OBJECTIVE: Copy each of the items below word for word, with every line left unchanged.

--- START OF GIVEN RECORDS ---

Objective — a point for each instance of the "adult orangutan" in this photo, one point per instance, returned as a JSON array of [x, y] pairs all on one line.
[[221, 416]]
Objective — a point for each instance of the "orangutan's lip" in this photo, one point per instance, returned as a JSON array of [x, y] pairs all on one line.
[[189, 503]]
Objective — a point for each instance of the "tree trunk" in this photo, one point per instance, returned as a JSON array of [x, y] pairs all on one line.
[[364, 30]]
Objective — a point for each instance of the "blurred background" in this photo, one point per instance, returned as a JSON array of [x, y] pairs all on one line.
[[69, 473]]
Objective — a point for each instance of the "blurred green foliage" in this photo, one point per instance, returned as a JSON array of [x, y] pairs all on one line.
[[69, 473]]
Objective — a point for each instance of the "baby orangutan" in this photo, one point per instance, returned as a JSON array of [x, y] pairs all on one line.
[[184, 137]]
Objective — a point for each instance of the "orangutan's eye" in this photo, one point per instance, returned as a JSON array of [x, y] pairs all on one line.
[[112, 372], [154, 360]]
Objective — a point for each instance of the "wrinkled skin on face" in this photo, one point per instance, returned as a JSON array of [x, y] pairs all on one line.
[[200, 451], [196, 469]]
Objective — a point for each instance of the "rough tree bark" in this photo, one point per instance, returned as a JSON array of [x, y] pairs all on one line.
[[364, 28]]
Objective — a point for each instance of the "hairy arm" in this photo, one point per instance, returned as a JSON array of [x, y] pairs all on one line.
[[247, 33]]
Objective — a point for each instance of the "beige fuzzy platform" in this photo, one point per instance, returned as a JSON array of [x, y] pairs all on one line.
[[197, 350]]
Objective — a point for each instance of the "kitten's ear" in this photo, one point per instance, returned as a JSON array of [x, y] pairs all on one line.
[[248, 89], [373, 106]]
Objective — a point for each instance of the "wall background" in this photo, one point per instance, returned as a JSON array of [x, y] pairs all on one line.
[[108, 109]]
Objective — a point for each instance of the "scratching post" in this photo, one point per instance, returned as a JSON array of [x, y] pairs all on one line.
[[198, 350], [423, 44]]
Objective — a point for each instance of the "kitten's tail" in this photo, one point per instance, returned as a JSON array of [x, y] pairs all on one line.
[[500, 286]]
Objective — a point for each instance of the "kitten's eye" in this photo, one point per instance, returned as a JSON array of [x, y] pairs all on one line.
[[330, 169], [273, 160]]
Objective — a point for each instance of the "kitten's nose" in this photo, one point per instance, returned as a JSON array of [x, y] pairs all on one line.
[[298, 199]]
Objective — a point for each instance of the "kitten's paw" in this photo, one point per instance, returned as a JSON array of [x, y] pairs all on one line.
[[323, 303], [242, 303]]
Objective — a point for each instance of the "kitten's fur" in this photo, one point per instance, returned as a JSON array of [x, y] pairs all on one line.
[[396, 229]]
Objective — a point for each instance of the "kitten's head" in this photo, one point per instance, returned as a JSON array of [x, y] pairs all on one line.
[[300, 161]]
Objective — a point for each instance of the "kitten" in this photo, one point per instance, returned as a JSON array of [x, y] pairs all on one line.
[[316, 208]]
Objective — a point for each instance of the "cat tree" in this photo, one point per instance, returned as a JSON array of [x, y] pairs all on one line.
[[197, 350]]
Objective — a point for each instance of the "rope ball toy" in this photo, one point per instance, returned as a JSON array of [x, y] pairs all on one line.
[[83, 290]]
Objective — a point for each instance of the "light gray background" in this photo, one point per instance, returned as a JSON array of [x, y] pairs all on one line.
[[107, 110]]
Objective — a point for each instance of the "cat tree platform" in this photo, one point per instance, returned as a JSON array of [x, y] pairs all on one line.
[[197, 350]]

--- END OF GIVEN RECORDS ---

COMPLETED EXERCISE:
Objective — a point for each instance of the "adult orangutan" in this photo, one point per instance, returned as a JSON array of [x, y] pairs all on one line.
[[221, 416]]
Objective — a point for each instance of the "orangutan's lip" in this photo, one point per instance, returned as a JSON array of [x, y] pairs all on one line.
[[189, 503]]
Objective — a point for each instance of the "tree trunk" in this photo, one point per instance, returned as a JSON array of [x, y] pairs all on one line.
[[364, 30]]
Objective — a point for each instance of the "blurred background" in this photo, one point per instance, returned as a JSON array of [x, y] pairs all on one line.
[[69, 473]]
Objective — a point for each instance of the "blurred green foliage" in this photo, one point per instance, returned as a JSON array of [x, y] pairs all on one line.
[[69, 473]]
Objective — a point for each instance of the "baby orangutan" in this photo, one point per instance, returned as a JSON array of [x, y] pairs all on one line.
[[184, 137]]
Objective — a point for each instance of the "orangutan's eye" in this photo, one point per instance, returned as a JSON array of [x, y] pairs all on one line.
[[112, 372], [154, 360]]
Objective — a point for each instance of the "wrinkled skin on face" in this photo, one point per instance, returned as a JSON array of [x, y] pairs all on one line.
[[200, 451], [196, 469]]
Objective — a point for each instance of the "rough tree bark" in this photo, one point per instance, returned as a JSON array of [x, y] pairs all on one line.
[[364, 28]]
Objective — a point for each instance of the "hairy arm" in this photo, one point per instance, returned as a JSON array of [x, y] pairs all on one line.
[[247, 33]]
Objective — a point for each instance of the "beige fuzzy platform" in this photo, one point per instance, returned as a JSON array of [x, y] pairs all on one line.
[[197, 350]]
Objective — a point for each instance of the "kitten's ear" in this photo, one point per instance, returned as a JSON array of [x, y] pairs all on one line.
[[248, 89], [373, 106]]
Objective — a point for each instance of the "wall background" in this photo, one point per instance, returned as a JSON array of [x, y] pairs all on one line.
[[108, 109]]
Objective — a point for each instance of the "scratching post" in this photo, one point per instance, returned as a JSON array of [x, y] pairs all on one line.
[[198, 350], [423, 44]]
Objective — a point for each instance of the "kitten's tail" in this photo, one point per instance, returned as a JSON array of [x, y] pairs all on one line.
[[500, 286]]
Objective — a point for each instance of the "kitten's eye" in this photo, one point per instance, returned as a JSON array of [x, y] pairs all on one line.
[[330, 169], [273, 160]]
Objective — a point for each instance of the "kitten's nose" in this photo, one point per instance, returned as a JSON array of [x, y] pairs all on one line.
[[298, 199]]
Objective — a point for each instance of the "kitten's paw" in this photo, one point per instance, returned as a JSON array of [x, y] pairs all on one line.
[[323, 303], [242, 303]]
Objective — a point for each instance of the "kitten's fur" in this photo, one point per instance, returned as a JSON array of [x, y] pairs all on one line.
[[396, 229]]
Objective — a point for each instance of the "kitten's head" in this photo, one point per instance, returned as a JSON array of [x, y] pairs all on one line.
[[300, 161]]
Objective — a point for each instance of the "kitten" in this photo, one point per instance, returned as a JSON array of [x, y] pairs all on one line.
[[316, 208]]
Objective — a point for each instance of the "cat tree" in this photo, one point per instance, returned as a JSON array of [x, y] pairs all on one line.
[[197, 350]]
Objective — a point for each instance of the "rope ball toy" in this photo, one point per instance, returned as a JSON array of [x, y] pairs all on one line.
[[83, 290]]
Objective — a point for each instance of the "light gray background" in this photo, one point per instance, returned as a JSON array of [x, y] pairs all on one line.
[[107, 110]]
Objective — a point for each instance of the "cat tree platform" in this photo, one point per instance, returned as a JSON array of [x, y] pairs all on one line.
[[197, 350]]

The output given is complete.